§ PROBLEM DETAILS
The lines from the one containing "the smaller wooden" through the last one in the data: please copy those exactly, and only those, without the pictures.

(Point-per-instance localization data)
......
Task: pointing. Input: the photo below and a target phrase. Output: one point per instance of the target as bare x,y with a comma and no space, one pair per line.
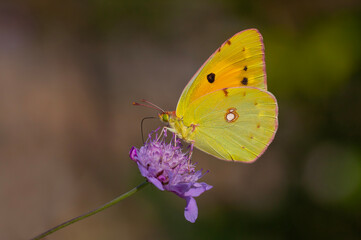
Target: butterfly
225,110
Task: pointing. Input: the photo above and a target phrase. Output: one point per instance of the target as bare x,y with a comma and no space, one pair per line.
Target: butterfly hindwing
238,62
234,123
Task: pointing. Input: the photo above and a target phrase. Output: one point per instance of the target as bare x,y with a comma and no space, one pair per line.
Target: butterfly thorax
178,127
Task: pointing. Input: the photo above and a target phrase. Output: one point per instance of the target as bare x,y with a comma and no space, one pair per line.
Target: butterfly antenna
141,127
149,106
145,101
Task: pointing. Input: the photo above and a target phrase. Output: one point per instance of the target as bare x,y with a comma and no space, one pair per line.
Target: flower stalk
90,213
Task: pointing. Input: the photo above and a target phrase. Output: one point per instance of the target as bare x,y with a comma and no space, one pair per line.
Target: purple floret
168,168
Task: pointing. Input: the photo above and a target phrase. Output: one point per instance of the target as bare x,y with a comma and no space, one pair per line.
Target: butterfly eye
244,81
165,117
211,77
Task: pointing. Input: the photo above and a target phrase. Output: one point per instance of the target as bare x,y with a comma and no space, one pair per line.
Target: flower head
168,168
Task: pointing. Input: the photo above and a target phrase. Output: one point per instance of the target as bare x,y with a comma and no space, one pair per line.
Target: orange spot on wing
225,92
231,115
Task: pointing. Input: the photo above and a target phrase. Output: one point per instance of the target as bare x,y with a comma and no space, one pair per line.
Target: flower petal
156,183
191,210
197,189
133,154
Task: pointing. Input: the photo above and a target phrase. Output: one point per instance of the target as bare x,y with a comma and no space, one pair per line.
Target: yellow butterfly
225,110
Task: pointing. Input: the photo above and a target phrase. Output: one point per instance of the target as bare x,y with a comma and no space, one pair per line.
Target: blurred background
70,70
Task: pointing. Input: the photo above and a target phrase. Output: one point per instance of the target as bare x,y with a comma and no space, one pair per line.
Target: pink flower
168,168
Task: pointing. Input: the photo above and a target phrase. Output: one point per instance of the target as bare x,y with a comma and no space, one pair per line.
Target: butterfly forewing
235,123
238,62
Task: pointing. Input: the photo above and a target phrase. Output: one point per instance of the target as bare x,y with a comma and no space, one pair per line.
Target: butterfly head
166,116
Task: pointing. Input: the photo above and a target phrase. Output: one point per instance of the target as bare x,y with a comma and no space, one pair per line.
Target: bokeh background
70,70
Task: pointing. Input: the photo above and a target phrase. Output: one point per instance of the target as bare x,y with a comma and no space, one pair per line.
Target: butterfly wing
238,62
233,124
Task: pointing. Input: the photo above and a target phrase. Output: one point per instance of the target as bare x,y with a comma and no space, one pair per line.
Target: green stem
90,213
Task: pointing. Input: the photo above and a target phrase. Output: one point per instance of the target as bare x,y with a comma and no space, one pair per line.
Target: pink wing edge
210,57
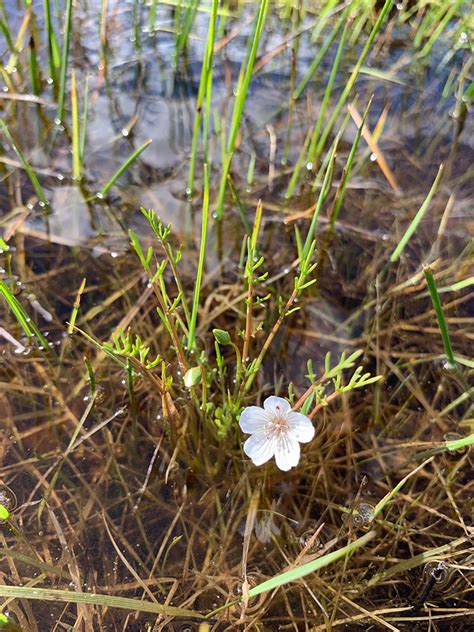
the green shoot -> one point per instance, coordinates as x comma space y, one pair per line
64, 61
241, 95
133, 156
443, 327
417, 219
25, 163
202, 254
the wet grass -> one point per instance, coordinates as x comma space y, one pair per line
129, 347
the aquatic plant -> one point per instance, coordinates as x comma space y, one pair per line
306, 248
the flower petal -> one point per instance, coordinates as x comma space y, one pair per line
260, 447
253, 419
276, 405
287, 452
301, 427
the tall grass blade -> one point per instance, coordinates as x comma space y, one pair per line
34, 68
64, 60
443, 327
204, 86
133, 156
417, 219
202, 254
352, 79
348, 168
310, 567
323, 193
53, 47
25, 163
85, 115
93, 599
241, 95
320, 119
319, 57
26, 323
76, 148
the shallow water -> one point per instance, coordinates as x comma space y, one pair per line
139, 90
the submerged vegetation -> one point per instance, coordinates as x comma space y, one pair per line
209, 207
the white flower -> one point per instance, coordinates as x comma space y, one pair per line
276, 431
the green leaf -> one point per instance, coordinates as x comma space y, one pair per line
192, 376
222, 337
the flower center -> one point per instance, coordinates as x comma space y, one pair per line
279, 424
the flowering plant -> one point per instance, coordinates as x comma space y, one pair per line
275, 431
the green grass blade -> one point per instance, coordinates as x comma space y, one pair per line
443, 327
323, 193
310, 567
348, 168
388, 497
459, 444
64, 60
27, 324
204, 84
202, 253
239, 103
93, 599
352, 79
319, 121
76, 149
53, 48
417, 219
24, 162
319, 57
34, 68
133, 156
85, 115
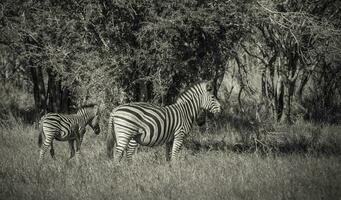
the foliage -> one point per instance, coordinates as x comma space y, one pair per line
71, 52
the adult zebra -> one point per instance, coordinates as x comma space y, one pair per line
69, 128
151, 125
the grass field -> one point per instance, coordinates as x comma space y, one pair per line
208, 168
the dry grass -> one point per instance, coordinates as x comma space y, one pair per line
207, 169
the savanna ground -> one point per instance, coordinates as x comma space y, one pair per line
304, 164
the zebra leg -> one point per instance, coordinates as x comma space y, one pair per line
52, 151
47, 143
168, 150
178, 140
131, 149
121, 146
72, 148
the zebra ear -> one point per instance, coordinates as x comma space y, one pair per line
96, 109
209, 86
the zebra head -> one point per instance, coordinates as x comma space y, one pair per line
209, 101
93, 114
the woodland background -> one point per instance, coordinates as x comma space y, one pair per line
276, 71
278, 60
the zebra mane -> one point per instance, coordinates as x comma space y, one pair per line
87, 106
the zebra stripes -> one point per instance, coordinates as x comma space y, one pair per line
69, 128
151, 125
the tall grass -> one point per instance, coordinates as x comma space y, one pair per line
208, 168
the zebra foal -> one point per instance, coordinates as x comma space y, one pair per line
150, 125
69, 128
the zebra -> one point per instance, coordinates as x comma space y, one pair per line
150, 125
71, 128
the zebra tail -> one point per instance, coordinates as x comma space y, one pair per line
40, 136
111, 140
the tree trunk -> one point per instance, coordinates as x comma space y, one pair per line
54, 92
38, 89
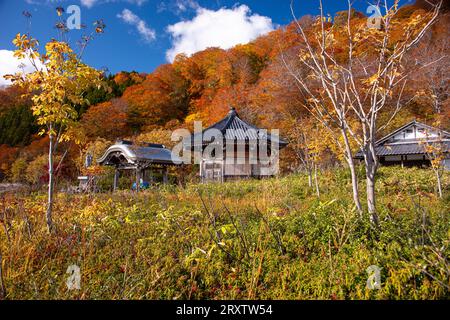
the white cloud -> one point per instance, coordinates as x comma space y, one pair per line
223, 28
129, 17
12, 65
184, 5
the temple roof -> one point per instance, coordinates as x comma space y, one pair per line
234, 128
125, 154
409, 139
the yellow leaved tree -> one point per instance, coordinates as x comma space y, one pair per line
57, 85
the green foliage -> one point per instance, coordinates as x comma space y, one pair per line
16, 172
268, 239
17, 125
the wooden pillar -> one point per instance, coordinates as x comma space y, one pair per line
165, 176
116, 179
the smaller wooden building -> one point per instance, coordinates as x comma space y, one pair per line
245, 150
406, 145
143, 160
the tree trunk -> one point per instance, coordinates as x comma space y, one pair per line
439, 183
309, 177
138, 179
351, 165
50, 184
371, 169
316, 180
2, 284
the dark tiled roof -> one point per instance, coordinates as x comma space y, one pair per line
134, 154
234, 128
401, 149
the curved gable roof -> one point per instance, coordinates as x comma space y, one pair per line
233, 127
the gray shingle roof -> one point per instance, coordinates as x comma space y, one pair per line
133, 155
234, 128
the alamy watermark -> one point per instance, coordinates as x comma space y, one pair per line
375, 17
374, 277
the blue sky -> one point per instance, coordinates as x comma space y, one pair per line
142, 34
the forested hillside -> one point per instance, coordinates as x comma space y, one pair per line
251, 77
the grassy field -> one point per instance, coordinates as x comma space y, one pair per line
269, 239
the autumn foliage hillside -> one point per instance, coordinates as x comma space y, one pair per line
252, 77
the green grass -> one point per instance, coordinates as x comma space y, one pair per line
268, 239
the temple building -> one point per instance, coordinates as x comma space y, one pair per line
406, 146
143, 160
234, 149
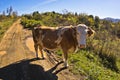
......
§ RESULT FOR THIS TASK
the smaller wooden building -> one point per instance, coordinates as x comma space y, one pair per line
245, 150
406, 145
143, 160
the tree trunk -> one point per instance, coordinates as x comma space y, one pair per line
439, 183
309, 177
138, 179
351, 165
50, 184
371, 169
316, 180
2, 284
the dark tiled roof -> one point per instance, coordinates as x comma space y, one pair per line
134, 154
234, 128
401, 149
the curved gable roof -> one point per instance, coordinates as x comma space y, one pair per line
233, 127
the gray shingle roof -> one point per instance, coordinates as x comma space y, one pair per line
133, 155
234, 128
the alamy watermark -> one point per instance, coordinates as x comma space y, one pair per line
375, 17
374, 277
the blue sky -> one point per instance, coordinates as x comma space y, one pair per line
142, 34
the forested hillside -> one point per instance, coordinates as x comma space y, one pair per line
251, 77
the grassy field -> one point per instance, coordinates as x comma space y, one pair per line
269, 239
the autumn foliage hillside -> one point per instance, coordinates as x comma space y, one pair per line
252, 77
the green grass -> one point per instance, coordinates as x comma space y, one pair per line
268, 239
the temple building -> one point per instance, coordinates as x comma space y, one pair per line
406, 146
143, 160
234, 149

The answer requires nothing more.